● **EXERCISE INPUTS**:
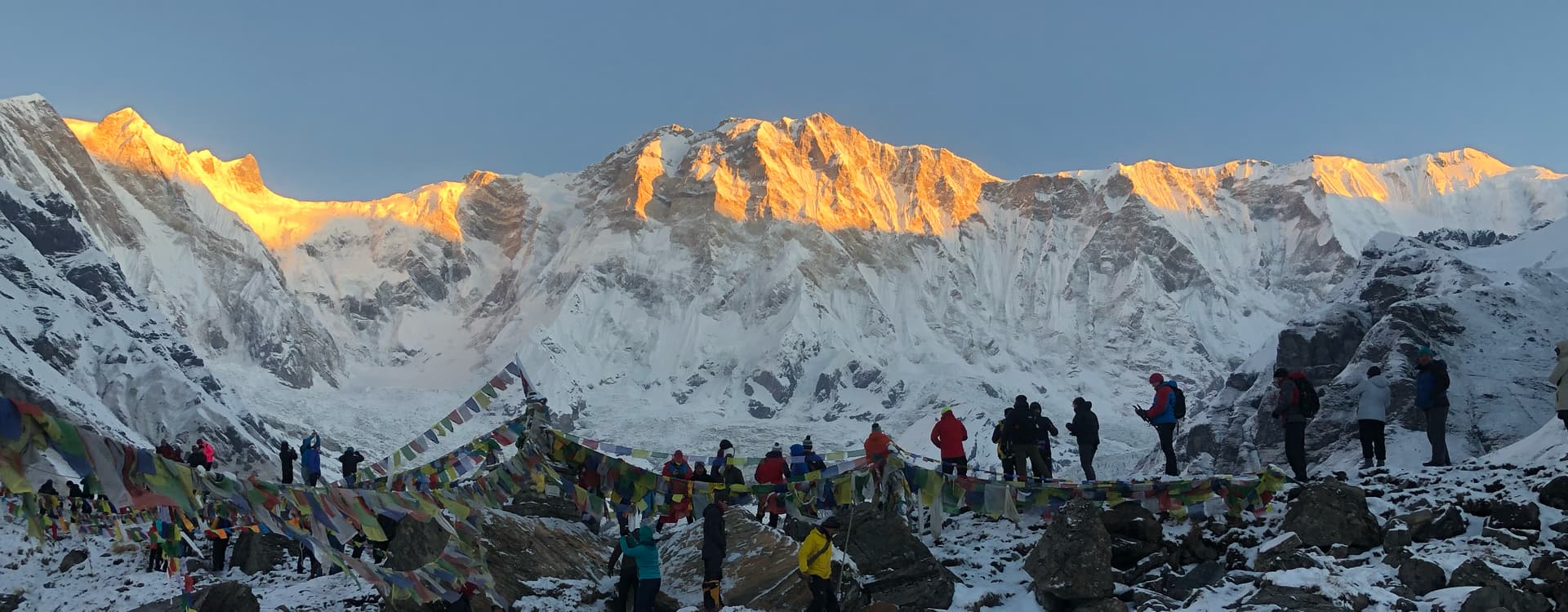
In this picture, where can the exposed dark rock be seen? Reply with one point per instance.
(1556, 494)
(256, 553)
(1332, 512)
(1476, 574)
(1512, 516)
(1073, 557)
(1423, 576)
(896, 564)
(73, 559)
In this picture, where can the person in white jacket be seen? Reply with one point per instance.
(1561, 381)
(1371, 414)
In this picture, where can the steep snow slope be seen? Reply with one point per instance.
(82, 344)
(761, 279)
(1491, 313)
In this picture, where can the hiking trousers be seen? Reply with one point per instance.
(1026, 455)
(1372, 439)
(1087, 458)
(1438, 434)
(823, 598)
(1169, 445)
(1295, 448)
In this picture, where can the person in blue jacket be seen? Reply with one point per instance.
(645, 553)
(311, 458)
(1432, 398)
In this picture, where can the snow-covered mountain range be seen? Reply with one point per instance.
(764, 281)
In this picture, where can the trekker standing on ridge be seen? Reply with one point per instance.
(1162, 415)
(350, 460)
(645, 553)
(949, 436)
(311, 458)
(286, 458)
(1371, 414)
(714, 547)
(1085, 428)
(1004, 441)
(877, 450)
(1288, 410)
(816, 565)
(207, 453)
(1432, 398)
(1045, 429)
(1559, 379)
(679, 473)
(1022, 431)
(196, 458)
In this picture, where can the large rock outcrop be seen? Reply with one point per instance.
(1332, 512)
(1071, 562)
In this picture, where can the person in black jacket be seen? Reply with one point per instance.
(1045, 429)
(1022, 431)
(714, 547)
(1085, 428)
(286, 456)
(350, 460)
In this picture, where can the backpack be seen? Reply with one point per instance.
(1181, 402)
(1310, 401)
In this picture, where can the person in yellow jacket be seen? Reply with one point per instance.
(816, 565)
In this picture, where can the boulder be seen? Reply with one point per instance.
(1515, 539)
(1476, 574)
(1131, 520)
(545, 506)
(73, 559)
(223, 596)
(528, 548)
(1513, 516)
(1271, 552)
(1073, 557)
(1294, 600)
(416, 543)
(1332, 512)
(1556, 494)
(1508, 598)
(256, 553)
(1423, 576)
(1396, 539)
(1448, 523)
(898, 567)
(760, 567)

● **WORK INSTRUCTION**: Print all the records again exactly; do not include any picture.

● **SOLUTION FOR THIS TASK**:
In this picture, where can the exposed dark rock be seen? Reply with one point per instance.
(1556, 494)
(256, 553)
(1332, 512)
(1476, 574)
(1512, 516)
(1073, 557)
(1423, 576)
(896, 564)
(73, 559)
In this picture, where can the person in white jacket be seen? Reply with one point per instance.
(1561, 381)
(1371, 414)
In this picture, where can the steep snow slope be seen? Reply with one point per instance.
(82, 344)
(761, 279)
(1491, 313)
In this picture, where can the hiking trousers be seen? Reply with one point per instance.
(1026, 455)
(1372, 439)
(1087, 458)
(1438, 434)
(823, 598)
(1169, 445)
(1295, 448)
In this picture, where can the person in blue jacket be seen? Reply with one point per instance.
(645, 553)
(311, 458)
(1432, 398)
In this picture, where can the snow-covered mountain range be seen? Reply with one point per instance.
(764, 281)
In this picture, where can the trekker standing on ridge be seen? Reply with one point per instance.
(1162, 415)
(350, 460)
(645, 553)
(949, 436)
(311, 458)
(286, 458)
(1371, 414)
(714, 547)
(1085, 428)
(1004, 441)
(877, 450)
(1288, 410)
(816, 565)
(207, 453)
(1432, 398)
(1045, 429)
(1559, 379)
(679, 473)
(1022, 431)
(196, 458)
In this picture, where can the large rock outcrop be seen? Reply with one point per instance.
(1332, 512)
(1071, 562)
In this picture, where can the person in black jacket be seen? Reply with one point per instance.
(1045, 429)
(1022, 431)
(714, 547)
(1085, 428)
(286, 456)
(350, 460)
In this picture, where can the backpack be seen? Reply with one point per instance.
(1181, 402)
(1310, 401)
In this picture, where can the person in yellow jacket be seen? Reply with one point per instance.
(816, 565)
In this picture, where can the boulder be seen? Reply with one point per instance.
(1515, 539)
(1476, 574)
(1131, 520)
(545, 506)
(73, 559)
(223, 596)
(528, 548)
(1513, 516)
(1271, 552)
(1073, 557)
(1294, 600)
(416, 543)
(1332, 512)
(1556, 494)
(1508, 598)
(256, 553)
(1423, 576)
(1396, 539)
(1448, 523)
(898, 567)
(760, 567)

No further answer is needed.